=== PROVIDED ENTRIES ===

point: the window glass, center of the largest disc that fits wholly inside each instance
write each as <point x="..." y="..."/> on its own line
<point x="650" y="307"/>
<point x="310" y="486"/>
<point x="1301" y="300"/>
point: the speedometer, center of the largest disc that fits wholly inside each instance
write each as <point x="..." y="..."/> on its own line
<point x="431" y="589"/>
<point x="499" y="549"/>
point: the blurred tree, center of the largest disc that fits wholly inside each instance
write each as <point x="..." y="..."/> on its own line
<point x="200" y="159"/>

===

_SHORT EXERCISE_.
Copy all of the material above word for word, keeping every line as it appears.

_THE RESPONSE_.
point: the window glass, center of the largest disc that fits wholly inside each instance
write each as <point x="..." y="..."/> on its own line
<point x="650" y="307"/>
<point x="310" y="486"/>
<point x="1301" y="300"/>
point: the speedometer, center of the largest disc that fits wholly inside each instance
write each as <point x="..." y="..."/> on its own line
<point x="431" y="589"/>
<point x="499" y="549"/>
point: the blurred tree, center of the largest disc that fits wholly inside each instance
write each as <point x="..." y="..."/> on its own line
<point x="200" y="159"/>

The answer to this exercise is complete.